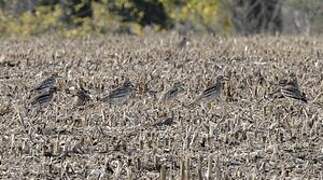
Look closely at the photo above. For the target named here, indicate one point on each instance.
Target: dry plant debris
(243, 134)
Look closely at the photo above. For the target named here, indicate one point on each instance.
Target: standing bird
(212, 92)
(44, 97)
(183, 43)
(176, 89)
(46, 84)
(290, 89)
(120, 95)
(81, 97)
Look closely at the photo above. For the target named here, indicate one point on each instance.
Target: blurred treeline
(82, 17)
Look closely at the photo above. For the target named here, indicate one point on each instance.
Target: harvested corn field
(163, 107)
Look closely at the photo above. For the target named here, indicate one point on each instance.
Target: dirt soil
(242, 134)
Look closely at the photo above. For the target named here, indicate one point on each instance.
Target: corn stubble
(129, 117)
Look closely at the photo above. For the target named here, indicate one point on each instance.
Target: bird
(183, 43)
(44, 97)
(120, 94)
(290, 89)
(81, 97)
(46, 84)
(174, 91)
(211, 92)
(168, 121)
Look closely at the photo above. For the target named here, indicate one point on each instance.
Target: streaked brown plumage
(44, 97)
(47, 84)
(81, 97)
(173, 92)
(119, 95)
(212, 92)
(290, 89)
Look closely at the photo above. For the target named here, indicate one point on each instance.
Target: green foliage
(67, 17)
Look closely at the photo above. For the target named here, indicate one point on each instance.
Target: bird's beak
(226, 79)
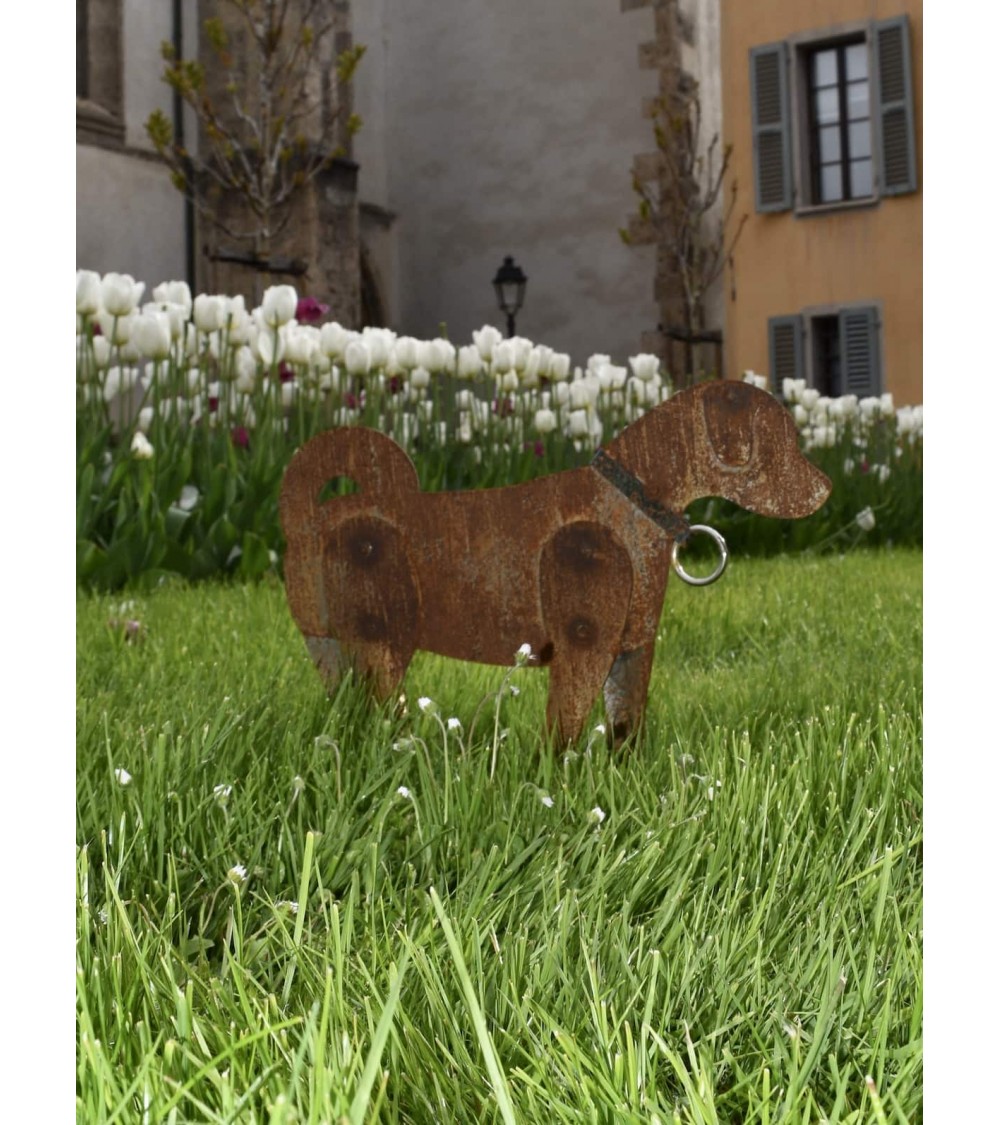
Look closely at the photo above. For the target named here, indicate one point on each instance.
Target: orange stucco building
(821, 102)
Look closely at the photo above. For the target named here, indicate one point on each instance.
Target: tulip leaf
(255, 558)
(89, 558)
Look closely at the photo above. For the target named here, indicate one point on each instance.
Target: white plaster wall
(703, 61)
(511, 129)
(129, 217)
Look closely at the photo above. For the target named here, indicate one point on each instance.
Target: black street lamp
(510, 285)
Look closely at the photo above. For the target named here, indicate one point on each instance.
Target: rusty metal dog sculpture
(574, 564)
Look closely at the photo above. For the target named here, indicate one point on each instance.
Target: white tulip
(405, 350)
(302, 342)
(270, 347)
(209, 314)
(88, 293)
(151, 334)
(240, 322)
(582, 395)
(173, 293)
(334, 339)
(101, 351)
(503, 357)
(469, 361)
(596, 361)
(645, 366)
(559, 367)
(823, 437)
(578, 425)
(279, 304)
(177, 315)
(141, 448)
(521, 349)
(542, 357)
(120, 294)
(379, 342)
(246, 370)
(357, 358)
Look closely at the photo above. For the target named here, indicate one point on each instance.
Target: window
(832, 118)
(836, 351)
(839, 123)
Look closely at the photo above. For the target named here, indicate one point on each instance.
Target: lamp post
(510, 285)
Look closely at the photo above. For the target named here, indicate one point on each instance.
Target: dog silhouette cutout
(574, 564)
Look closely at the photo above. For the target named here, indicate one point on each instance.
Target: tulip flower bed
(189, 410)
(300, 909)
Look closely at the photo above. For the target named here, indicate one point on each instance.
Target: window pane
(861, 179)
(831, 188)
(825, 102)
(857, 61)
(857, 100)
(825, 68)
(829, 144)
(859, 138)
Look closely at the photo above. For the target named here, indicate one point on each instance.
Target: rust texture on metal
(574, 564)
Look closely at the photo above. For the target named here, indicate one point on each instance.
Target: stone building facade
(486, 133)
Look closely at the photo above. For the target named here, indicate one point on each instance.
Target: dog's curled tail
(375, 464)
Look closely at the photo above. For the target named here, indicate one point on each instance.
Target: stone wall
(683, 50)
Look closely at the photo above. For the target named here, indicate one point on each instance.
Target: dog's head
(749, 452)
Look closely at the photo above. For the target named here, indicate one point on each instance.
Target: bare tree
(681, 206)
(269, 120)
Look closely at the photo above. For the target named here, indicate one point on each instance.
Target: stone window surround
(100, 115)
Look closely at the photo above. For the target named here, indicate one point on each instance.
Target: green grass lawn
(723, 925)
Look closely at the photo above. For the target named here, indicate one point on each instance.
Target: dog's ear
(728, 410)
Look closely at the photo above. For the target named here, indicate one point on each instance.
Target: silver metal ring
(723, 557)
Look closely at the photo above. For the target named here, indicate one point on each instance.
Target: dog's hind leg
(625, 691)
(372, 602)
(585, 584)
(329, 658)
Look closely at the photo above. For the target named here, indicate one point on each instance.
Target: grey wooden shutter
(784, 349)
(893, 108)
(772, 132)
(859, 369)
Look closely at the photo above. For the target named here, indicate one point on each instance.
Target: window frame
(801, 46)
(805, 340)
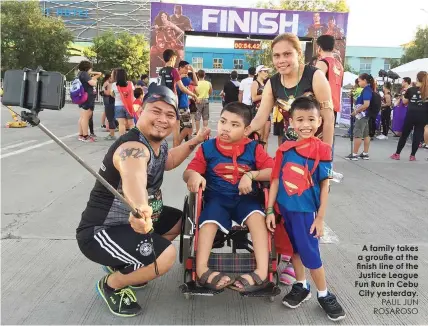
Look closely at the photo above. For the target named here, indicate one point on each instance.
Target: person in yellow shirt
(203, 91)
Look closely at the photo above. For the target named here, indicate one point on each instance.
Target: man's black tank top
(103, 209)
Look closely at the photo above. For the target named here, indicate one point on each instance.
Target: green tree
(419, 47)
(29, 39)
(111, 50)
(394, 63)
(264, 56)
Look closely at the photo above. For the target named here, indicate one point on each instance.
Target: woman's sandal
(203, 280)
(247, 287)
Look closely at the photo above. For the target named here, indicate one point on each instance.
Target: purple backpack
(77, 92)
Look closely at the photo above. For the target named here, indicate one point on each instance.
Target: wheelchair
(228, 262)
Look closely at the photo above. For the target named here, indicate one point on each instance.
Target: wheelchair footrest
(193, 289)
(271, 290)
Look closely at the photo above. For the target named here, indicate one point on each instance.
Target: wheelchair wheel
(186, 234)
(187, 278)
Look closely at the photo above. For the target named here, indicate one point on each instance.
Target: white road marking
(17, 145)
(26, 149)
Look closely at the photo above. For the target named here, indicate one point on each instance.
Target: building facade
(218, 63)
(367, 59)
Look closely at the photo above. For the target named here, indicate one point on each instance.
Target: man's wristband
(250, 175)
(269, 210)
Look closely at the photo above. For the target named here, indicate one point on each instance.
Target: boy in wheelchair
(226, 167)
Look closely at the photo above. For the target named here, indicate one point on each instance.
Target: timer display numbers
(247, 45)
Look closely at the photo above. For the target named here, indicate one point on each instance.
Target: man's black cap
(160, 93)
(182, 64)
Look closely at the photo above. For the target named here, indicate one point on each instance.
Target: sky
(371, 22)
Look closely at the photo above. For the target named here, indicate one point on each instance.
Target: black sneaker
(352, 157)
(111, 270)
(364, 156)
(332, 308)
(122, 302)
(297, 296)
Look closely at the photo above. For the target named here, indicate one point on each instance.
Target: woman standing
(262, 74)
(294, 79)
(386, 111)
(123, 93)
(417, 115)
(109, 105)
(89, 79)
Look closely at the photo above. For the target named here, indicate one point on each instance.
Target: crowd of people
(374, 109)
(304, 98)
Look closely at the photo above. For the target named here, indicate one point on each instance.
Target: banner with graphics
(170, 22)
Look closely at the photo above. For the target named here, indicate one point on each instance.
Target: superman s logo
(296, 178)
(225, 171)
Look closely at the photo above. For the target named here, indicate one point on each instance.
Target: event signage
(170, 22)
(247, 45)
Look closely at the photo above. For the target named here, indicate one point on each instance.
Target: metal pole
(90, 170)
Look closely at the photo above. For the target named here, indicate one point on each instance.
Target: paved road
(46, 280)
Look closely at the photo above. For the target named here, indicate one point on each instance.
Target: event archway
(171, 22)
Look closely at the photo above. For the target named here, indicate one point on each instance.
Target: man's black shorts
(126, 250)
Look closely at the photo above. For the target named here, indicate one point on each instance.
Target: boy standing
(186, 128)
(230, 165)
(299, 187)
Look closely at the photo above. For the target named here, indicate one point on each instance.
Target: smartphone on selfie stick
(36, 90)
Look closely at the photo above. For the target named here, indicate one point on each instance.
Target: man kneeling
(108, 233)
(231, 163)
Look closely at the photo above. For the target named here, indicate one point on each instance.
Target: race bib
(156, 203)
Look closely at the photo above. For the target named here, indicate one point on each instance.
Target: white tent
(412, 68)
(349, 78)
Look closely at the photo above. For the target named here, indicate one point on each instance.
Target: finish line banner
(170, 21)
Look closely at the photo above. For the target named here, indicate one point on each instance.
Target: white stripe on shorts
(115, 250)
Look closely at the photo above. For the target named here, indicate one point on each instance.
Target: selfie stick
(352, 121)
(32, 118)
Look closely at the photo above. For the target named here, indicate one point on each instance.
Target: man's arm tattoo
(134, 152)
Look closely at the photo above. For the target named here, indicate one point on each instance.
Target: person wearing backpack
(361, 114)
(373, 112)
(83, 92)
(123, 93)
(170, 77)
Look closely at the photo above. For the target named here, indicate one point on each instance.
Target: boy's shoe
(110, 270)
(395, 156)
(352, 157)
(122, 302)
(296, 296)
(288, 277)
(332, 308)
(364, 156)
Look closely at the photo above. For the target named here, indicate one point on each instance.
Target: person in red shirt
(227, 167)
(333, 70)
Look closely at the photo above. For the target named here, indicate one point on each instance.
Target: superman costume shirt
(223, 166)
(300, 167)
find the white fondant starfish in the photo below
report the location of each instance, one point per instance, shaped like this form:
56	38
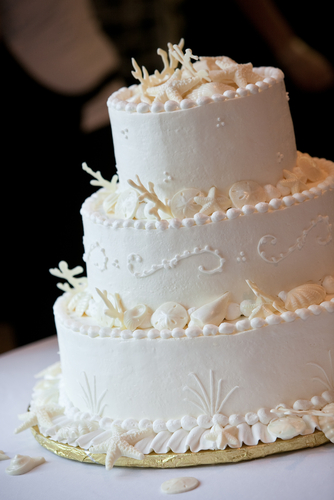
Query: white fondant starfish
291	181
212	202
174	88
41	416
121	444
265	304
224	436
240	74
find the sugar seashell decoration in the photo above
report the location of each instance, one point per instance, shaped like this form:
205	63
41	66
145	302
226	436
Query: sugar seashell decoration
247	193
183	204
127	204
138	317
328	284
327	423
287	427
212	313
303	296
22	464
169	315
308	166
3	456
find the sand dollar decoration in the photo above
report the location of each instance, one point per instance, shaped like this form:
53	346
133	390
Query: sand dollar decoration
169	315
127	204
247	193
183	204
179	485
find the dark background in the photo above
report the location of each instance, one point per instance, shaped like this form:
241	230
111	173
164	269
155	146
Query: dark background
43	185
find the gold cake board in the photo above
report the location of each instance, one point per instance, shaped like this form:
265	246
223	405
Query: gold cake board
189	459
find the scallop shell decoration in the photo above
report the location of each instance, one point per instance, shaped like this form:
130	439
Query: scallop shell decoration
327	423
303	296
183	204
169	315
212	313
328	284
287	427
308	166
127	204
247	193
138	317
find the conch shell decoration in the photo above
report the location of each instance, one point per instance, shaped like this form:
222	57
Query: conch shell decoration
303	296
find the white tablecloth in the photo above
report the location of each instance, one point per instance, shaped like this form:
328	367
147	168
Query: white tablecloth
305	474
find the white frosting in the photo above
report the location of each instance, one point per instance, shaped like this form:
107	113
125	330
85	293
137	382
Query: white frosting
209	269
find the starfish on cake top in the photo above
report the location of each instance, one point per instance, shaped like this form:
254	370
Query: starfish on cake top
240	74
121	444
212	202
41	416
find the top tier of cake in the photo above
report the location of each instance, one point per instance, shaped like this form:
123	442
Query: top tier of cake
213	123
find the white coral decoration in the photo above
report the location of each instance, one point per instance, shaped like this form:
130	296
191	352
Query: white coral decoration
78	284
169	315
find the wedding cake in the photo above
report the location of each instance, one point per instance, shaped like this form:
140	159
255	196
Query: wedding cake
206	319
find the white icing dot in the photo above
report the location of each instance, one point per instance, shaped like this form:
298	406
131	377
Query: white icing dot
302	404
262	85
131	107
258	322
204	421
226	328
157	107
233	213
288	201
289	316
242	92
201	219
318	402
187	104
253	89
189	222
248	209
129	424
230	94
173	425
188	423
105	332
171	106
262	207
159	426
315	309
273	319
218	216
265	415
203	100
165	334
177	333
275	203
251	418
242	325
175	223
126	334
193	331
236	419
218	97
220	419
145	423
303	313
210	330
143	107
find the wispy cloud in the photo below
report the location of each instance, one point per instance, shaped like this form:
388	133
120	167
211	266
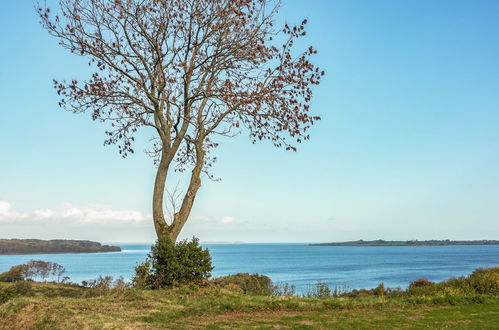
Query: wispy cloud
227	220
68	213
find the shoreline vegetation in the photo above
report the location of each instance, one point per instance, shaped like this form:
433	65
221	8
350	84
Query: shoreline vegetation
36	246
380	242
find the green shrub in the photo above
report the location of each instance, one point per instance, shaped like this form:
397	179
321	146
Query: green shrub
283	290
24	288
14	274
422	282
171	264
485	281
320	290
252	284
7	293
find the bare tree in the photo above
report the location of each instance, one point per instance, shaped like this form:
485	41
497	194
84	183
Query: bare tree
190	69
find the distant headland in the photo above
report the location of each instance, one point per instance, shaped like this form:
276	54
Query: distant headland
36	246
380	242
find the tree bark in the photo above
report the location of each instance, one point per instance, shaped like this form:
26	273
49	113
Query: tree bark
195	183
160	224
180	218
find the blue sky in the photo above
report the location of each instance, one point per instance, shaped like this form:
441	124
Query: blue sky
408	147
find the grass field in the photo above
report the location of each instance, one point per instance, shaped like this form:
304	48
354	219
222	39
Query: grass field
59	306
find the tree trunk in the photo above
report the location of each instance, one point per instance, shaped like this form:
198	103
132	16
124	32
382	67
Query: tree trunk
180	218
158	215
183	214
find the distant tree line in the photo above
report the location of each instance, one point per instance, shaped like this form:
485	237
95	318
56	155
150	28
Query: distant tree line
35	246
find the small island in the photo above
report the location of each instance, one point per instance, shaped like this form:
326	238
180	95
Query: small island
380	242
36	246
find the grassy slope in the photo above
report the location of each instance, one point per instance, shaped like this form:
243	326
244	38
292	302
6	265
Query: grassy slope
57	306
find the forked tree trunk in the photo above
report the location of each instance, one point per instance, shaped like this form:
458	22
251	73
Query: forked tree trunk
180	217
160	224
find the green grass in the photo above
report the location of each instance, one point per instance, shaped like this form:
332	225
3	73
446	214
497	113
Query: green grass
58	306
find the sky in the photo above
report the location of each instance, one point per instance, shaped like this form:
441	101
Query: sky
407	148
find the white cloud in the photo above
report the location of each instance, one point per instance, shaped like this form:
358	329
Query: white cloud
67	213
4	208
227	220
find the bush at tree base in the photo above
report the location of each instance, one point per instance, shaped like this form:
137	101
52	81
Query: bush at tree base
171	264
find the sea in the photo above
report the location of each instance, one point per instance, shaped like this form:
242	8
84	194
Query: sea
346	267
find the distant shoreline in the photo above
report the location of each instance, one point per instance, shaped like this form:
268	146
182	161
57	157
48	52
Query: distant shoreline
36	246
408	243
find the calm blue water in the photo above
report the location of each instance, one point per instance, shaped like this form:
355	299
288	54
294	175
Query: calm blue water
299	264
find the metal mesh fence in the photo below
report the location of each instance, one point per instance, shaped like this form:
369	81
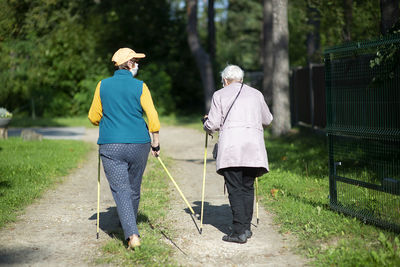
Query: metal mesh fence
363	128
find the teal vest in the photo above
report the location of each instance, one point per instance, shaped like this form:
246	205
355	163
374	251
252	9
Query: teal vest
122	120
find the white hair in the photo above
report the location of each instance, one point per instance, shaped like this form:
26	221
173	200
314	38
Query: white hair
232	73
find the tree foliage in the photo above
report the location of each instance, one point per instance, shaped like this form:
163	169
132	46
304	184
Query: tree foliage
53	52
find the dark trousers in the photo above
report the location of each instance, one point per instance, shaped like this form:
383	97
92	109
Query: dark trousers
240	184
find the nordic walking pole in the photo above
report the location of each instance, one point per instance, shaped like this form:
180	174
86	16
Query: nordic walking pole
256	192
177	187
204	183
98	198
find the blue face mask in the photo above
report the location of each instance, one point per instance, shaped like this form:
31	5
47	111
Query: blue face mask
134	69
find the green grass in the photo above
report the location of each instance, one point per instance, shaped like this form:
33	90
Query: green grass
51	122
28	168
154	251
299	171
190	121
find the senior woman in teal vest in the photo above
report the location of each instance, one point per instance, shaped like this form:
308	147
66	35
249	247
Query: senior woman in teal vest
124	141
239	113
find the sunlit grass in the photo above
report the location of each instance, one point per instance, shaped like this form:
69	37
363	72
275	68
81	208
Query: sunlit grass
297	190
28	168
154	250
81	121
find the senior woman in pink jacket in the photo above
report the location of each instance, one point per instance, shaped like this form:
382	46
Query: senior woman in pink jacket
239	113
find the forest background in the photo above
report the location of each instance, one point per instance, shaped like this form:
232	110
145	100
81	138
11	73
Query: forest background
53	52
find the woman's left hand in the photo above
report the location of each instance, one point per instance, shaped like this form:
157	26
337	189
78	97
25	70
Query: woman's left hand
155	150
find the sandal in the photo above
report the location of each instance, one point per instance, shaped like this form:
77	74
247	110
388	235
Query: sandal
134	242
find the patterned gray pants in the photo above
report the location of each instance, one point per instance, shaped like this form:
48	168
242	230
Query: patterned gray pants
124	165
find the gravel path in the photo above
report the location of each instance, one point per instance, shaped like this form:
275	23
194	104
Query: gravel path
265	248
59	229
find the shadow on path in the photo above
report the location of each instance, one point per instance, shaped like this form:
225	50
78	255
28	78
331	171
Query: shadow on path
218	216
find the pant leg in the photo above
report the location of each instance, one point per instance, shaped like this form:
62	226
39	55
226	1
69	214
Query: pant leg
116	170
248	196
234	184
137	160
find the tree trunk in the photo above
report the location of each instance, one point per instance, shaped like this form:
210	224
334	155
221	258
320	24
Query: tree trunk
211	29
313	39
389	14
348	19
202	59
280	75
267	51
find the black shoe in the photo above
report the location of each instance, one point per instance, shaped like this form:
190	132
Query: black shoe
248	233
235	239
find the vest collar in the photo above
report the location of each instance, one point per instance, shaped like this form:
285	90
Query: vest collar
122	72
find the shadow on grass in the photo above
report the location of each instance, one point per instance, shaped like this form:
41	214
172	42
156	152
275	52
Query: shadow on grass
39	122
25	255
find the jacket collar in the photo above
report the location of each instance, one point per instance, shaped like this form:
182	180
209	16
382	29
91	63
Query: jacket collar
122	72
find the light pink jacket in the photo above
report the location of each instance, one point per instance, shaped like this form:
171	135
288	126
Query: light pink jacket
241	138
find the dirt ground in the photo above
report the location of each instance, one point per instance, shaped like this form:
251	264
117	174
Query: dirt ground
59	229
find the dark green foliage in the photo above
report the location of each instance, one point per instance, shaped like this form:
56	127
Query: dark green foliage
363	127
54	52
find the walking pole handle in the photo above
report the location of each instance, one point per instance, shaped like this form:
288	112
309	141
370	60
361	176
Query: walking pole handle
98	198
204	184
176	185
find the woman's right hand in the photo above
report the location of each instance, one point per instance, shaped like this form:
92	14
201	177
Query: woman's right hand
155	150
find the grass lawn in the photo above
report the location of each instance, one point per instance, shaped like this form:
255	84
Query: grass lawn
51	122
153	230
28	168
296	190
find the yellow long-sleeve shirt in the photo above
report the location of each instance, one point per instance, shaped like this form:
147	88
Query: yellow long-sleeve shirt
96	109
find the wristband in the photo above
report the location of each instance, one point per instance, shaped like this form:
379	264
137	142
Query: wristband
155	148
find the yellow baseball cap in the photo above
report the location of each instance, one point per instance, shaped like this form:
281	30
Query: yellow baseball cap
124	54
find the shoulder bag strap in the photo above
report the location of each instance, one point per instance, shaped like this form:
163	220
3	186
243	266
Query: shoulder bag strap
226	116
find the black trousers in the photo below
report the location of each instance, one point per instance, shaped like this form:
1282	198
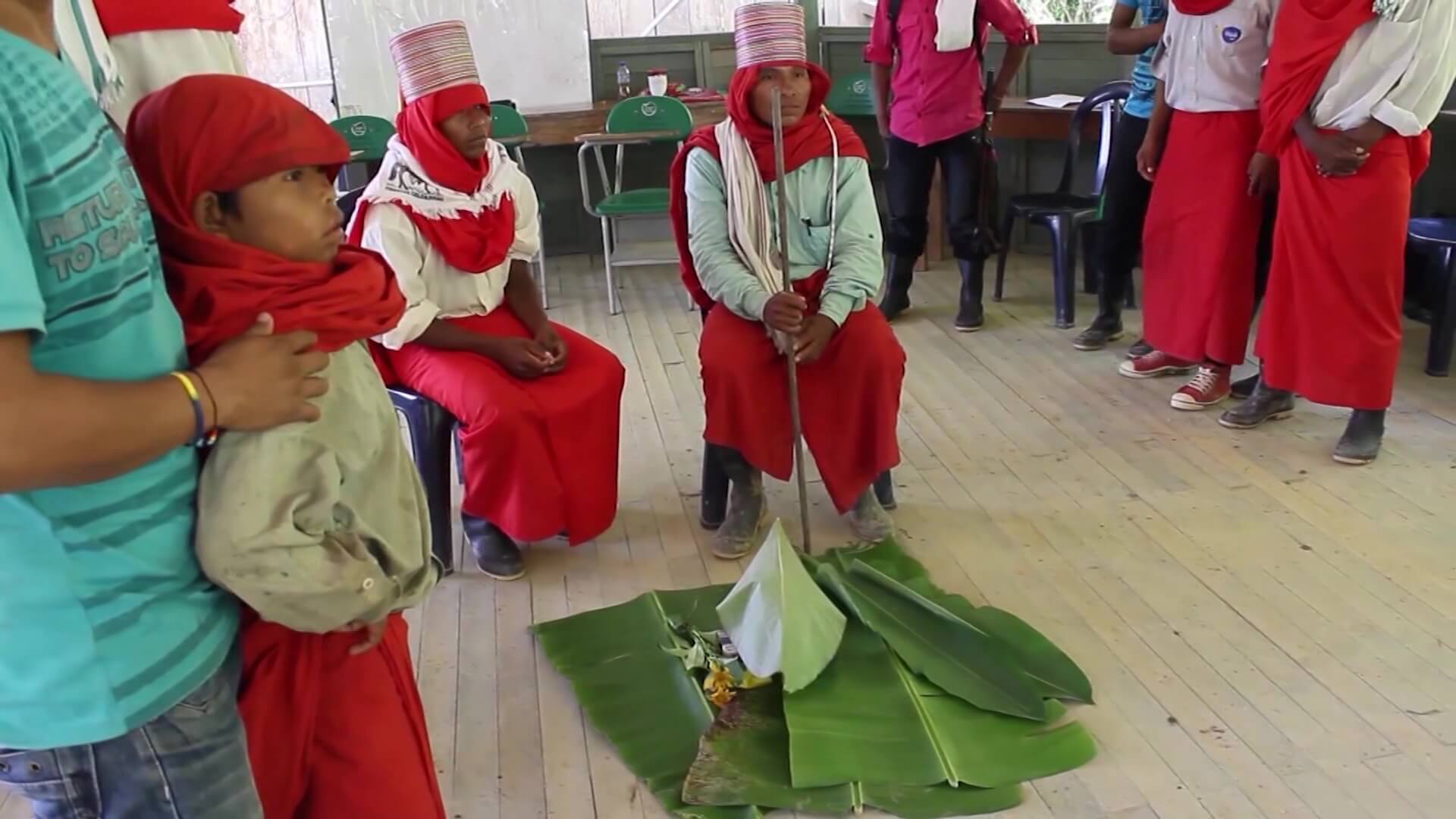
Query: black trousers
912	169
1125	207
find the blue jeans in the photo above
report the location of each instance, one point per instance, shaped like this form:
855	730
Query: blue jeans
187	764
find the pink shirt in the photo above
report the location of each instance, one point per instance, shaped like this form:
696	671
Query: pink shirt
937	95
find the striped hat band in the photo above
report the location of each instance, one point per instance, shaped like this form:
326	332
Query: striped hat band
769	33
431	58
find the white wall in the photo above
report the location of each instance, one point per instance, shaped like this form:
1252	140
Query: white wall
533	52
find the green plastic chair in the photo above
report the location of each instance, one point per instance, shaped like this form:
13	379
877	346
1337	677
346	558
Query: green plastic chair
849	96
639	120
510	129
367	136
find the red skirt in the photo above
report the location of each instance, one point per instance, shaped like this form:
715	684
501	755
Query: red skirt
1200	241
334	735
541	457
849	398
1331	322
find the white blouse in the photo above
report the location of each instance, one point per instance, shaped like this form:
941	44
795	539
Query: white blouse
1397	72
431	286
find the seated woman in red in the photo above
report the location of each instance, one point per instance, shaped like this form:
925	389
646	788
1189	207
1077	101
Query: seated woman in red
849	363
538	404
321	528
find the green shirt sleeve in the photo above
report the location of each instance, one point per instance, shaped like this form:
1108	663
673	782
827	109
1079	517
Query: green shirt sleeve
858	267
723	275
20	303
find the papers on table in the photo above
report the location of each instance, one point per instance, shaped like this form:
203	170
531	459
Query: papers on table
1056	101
* * * * * * * * *
■ **What you have to do**: Your reply should consist solely of the lines above from the line containing "Target: person in red shirt" up to and including the line containing "find the sand dollar", reproduced exactly, minus the pictures.

■ **Finished task**:
Target: person in red shirt
(227, 167)
(333, 70)
Look closely at the photo above. For the target named here, indicate one point on each instance.
Target: superman costume shirt
(223, 166)
(300, 167)
find the white fondant starfish in the photo below
report the location of each instance, one point per instance, shaped like this form:
56	38
Query: white fondant starfish
291	181
212	202
174	88
41	416
121	444
265	304
224	436
240	74
find the sugar seashell decoration in the photo above
report the location of each instance, one point per instance, shaped like this form:
205	63
41	66
145	302
226	436
Query: sugar seashell decoration
247	193
183	204
127	204
138	317
328	284
327	423
287	427
212	313
303	296
22	464
169	315
308	166
3	456
find the sand dollar decoration in the photo above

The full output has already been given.